Task requirements: Copy out every line in the items below that contains the word "people".

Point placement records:
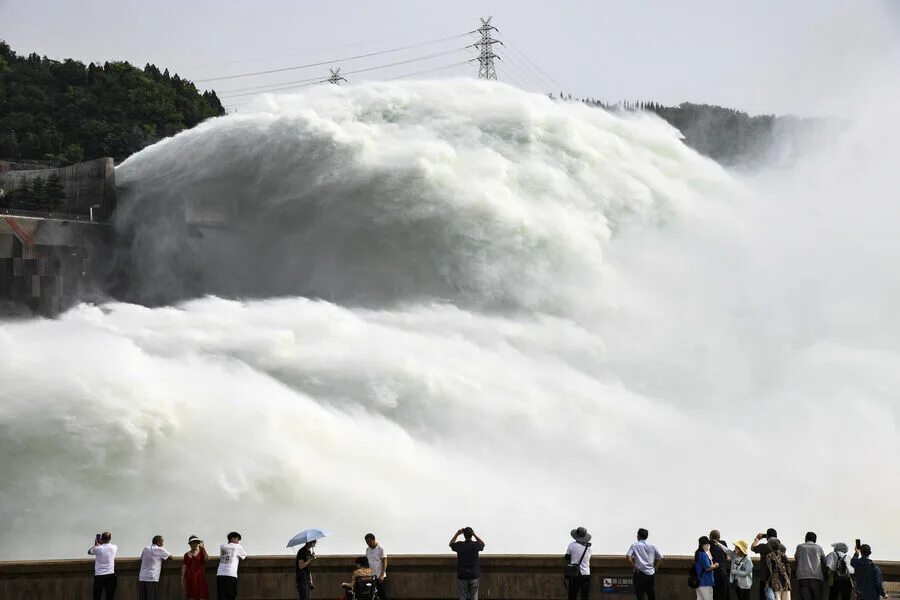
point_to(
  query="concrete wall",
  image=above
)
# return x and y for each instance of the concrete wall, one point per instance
(410, 577)
(85, 184)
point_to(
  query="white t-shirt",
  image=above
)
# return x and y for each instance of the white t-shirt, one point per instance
(376, 558)
(151, 562)
(106, 558)
(229, 557)
(575, 550)
(645, 556)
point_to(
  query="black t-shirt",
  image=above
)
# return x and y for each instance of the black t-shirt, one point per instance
(467, 559)
(303, 554)
(762, 548)
(720, 557)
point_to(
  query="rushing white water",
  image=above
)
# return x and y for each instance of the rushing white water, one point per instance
(474, 306)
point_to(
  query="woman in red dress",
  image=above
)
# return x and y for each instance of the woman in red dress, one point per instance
(193, 571)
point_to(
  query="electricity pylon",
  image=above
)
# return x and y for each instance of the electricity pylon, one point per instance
(336, 77)
(485, 47)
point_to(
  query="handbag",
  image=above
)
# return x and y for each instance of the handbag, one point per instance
(693, 578)
(574, 569)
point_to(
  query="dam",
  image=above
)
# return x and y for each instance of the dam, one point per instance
(411, 577)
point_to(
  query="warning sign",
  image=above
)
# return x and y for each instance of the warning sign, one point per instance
(618, 585)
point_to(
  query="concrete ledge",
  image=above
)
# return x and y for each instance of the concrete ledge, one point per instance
(411, 577)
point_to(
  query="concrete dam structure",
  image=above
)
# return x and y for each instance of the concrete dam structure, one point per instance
(55, 233)
(410, 577)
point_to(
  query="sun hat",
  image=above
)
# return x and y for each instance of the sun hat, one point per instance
(580, 535)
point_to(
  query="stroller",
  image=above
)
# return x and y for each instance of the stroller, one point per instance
(365, 588)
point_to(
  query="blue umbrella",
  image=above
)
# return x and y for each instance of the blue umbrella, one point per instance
(308, 535)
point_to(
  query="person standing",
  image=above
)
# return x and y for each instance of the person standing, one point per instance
(718, 548)
(779, 570)
(305, 556)
(760, 546)
(644, 557)
(193, 571)
(578, 559)
(230, 556)
(705, 568)
(468, 569)
(809, 557)
(869, 580)
(377, 558)
(104, 554)
(839, 573)
(741, 574)
(152, 558)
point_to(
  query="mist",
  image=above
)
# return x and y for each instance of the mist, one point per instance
(456, 303)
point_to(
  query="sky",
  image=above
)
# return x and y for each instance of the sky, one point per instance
(773, 56)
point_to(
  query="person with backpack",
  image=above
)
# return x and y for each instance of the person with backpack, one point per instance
(720, 557)
(809, 557)
(869, 581)
(838, 573)
(705, 570)
(740, 576)
(779, 572)
(760, 545)
(578, 564)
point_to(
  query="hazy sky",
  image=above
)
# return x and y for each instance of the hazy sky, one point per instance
(803, 56)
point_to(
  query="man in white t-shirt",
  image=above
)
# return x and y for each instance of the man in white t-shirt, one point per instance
(230, 555)
(578, 554)
(151, 566)
(104, 566)
(377, 562)
(644, 557)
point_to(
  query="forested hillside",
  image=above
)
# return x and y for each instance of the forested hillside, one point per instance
(67, 111)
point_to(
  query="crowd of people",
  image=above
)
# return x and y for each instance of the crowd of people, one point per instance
(722, 573)
(718, 572)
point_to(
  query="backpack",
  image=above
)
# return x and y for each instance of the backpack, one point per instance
(693, 578)
(841, 573)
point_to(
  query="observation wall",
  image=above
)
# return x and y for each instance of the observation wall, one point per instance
(419, 577)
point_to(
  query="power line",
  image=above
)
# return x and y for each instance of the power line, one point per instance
(528, 60)
(336, 60)
(405, 62)
(424, 71)
(262, 87)
(280, 87)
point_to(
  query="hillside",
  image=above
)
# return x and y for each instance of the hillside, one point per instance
(66, 111)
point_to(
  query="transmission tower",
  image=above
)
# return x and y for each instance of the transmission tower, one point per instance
(485, 48)
(336, 77)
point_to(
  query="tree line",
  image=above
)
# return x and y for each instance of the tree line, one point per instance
(66, 111)
(45, 194)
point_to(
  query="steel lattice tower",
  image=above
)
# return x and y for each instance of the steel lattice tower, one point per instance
(485, 47)
(336, 77)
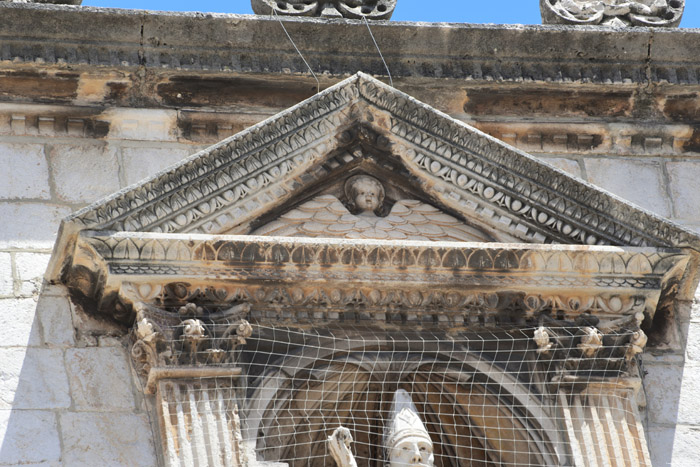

Correct answer:
  query="crowd of people",
# return x and y for each instance of the crowd of people, one point per instance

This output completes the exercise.